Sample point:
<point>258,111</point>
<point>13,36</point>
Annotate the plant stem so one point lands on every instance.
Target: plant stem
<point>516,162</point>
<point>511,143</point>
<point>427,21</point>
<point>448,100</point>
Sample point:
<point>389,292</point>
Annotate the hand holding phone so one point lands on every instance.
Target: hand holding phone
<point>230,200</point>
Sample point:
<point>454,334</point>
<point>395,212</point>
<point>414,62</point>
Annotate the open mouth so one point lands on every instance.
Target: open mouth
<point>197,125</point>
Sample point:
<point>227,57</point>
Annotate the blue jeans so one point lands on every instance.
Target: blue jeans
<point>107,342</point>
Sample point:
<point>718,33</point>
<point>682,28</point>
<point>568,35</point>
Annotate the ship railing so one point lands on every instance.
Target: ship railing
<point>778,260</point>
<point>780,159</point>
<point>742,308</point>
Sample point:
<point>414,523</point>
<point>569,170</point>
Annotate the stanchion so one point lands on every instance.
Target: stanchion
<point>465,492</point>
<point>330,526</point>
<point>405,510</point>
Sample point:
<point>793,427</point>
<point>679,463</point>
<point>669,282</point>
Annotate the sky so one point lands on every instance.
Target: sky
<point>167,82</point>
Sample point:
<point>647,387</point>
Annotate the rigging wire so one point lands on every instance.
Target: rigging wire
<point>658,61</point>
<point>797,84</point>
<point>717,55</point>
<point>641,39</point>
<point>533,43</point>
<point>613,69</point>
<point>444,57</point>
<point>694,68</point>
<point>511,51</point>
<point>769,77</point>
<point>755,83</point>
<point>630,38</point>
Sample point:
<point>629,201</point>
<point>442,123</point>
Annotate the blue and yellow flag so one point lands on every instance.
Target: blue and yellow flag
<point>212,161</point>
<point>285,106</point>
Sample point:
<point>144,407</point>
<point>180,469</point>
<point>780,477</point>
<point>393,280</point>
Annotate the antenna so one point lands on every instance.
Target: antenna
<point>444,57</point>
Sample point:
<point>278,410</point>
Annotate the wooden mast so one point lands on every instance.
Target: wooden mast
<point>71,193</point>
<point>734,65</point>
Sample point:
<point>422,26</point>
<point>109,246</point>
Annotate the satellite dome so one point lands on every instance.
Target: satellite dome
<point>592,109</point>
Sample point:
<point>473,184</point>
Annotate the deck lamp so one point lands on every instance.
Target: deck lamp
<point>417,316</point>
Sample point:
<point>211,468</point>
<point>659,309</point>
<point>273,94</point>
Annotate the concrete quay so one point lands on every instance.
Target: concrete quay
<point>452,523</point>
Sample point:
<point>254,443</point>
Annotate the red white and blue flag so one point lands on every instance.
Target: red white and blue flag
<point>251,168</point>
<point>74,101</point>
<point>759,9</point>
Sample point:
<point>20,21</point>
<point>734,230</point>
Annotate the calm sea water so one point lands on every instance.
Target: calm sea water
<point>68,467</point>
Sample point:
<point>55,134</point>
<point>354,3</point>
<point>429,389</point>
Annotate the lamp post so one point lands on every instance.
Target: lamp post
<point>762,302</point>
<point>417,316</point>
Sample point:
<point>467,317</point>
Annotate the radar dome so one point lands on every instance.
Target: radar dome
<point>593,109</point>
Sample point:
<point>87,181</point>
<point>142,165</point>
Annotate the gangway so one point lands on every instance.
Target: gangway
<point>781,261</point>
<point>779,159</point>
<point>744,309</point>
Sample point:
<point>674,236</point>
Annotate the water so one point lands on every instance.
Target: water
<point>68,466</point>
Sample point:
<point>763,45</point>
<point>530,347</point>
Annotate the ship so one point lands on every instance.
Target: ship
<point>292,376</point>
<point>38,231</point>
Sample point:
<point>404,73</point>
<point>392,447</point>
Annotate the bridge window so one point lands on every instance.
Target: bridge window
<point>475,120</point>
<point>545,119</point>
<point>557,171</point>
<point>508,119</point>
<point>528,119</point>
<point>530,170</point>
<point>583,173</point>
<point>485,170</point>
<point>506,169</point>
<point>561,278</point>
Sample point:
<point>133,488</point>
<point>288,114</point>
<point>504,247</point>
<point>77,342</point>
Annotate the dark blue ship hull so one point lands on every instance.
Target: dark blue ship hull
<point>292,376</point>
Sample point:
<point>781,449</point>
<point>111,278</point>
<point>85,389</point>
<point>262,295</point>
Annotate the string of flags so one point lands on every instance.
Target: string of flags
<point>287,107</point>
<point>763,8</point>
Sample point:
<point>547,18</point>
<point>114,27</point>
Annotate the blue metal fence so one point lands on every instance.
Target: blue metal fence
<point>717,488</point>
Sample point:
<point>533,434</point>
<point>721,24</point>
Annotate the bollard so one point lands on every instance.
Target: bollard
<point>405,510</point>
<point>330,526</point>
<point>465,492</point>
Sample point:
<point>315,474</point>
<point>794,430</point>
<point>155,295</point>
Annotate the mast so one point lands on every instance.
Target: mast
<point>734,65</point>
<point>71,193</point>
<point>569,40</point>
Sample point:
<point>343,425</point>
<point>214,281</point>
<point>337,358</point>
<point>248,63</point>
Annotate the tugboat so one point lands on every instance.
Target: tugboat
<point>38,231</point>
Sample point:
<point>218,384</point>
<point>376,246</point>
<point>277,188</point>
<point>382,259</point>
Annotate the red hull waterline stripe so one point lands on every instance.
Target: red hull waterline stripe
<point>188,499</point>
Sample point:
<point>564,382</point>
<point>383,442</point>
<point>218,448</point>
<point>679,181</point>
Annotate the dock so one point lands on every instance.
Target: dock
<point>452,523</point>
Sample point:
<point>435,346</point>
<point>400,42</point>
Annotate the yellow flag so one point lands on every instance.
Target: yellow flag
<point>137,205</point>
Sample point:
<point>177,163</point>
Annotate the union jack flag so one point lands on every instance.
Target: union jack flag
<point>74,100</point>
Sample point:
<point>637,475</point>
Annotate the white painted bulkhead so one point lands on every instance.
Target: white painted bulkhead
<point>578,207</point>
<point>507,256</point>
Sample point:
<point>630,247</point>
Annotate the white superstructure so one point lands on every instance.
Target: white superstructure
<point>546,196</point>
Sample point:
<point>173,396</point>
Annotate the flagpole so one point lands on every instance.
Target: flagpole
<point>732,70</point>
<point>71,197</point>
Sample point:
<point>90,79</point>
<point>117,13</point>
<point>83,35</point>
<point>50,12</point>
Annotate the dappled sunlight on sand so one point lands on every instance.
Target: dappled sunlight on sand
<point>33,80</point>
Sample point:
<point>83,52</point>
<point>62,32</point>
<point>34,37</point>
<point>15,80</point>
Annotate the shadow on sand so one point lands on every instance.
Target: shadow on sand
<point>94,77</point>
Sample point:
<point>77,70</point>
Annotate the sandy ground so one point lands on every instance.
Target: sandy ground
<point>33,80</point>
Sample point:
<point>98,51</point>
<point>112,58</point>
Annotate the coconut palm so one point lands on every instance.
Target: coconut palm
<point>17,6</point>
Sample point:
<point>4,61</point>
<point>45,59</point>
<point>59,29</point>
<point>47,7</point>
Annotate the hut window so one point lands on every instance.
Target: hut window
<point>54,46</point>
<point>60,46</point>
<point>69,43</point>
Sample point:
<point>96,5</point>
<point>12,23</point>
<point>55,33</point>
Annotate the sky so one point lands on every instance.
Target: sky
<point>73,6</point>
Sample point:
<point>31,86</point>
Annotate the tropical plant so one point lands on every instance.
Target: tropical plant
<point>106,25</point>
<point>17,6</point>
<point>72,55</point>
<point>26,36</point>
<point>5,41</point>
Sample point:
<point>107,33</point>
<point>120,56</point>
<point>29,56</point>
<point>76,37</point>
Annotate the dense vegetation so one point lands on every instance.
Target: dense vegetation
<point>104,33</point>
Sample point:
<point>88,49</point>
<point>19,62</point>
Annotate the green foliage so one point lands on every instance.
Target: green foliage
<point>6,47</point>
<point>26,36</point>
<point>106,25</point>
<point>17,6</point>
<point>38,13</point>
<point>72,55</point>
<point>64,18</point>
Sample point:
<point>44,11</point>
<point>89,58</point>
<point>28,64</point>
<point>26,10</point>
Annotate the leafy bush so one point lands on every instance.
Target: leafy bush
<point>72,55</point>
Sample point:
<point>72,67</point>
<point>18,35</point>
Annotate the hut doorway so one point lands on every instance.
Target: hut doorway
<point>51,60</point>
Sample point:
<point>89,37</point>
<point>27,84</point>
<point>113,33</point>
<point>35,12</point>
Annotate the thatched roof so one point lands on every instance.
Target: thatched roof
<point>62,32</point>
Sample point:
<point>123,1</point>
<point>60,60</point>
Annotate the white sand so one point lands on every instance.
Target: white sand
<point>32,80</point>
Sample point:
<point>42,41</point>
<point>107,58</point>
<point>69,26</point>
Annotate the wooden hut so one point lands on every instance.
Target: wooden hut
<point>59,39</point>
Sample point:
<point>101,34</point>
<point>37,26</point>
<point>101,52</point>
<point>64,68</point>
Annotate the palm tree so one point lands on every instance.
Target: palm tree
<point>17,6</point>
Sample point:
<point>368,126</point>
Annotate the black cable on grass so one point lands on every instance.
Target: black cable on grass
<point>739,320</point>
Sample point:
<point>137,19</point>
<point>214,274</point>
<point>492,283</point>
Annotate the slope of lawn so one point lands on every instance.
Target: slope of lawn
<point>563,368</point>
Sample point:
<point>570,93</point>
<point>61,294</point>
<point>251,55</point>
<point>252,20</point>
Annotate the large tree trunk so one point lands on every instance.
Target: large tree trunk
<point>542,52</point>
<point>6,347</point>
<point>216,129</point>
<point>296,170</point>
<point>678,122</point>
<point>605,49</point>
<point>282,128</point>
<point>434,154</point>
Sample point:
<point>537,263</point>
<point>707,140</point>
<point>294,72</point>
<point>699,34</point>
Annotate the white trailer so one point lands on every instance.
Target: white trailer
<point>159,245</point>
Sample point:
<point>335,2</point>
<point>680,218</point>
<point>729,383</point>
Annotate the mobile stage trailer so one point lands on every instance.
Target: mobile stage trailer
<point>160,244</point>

•••••

Please scale the listing, starting with its first line and going on through the line with "<point>630,38</point>": write out every line again, multiplying each answer coordinate by 2 and rounding to a whole number, halves up. Leave all other numbers as they are.

*IN RESPONSE*:
Sample point:
<point>258,111</point>
<point>13,36</point>
Annotate the plant stem so one point lands on every instance.
Target: plant stem
<point>1032,324</point>
<point>1022,286</point>
<point>854,42</point>
<point>896,200</point>
Sample point:
<point>389,292</point>
Annotate the hand holding phone so one point lands on every instance.
Target: hand holding phone
<point>460,400</point>
Sample point:
<point>454,334</point>
<point>395,212</point>
<point>414,62</point>
Annotate the open mouth so one point lands on every instance.
Target: open mouth
<point>394,250</point>
Sample point:
<point>227,57</point>
Annotate the blue jeans so one point lands on every instance.
Target: blue jeans
<point>214,684</point>
Sample point:
<point>718,33</point>
<point>682,28</point>
<point>568,35</point>
Annotate the ship railing so one point lands on every instance.
Target: ship railing
<point>1556,520</point>
<point>1560,318</point>
<point>1484,616</point>
Sample point:
<point>414,523</point>
<point>569,170</point>
Annotate the stanchion so one point lands on every instance.
Target: stanchion
<point>930,984</point>
<point>660,1052</point>
<point>810,1020</point>
Sample point:
<point>793,427</point>
<point>679,463</point>
<point>669,282</point>
Annotate the sky so one point lands on every instance.
Target: sky
<point>334,164</point>
Sample point:
<point>647,387</point>
Annotate the rigging wire so one point lands on every instance.
Target: rigging wire
<point>1316,122</point>
<point>1594,168</point>
<point>1434,110</point>
<point>1282,78</point>
<point>1066,86</point>
<point>1226,138</point>
<point>888,114</point>
<point>1388,136</point>
<point>1022,102</point>
<point>1538,154</point>
<point>1510,166</point>
<point>1260,76</point>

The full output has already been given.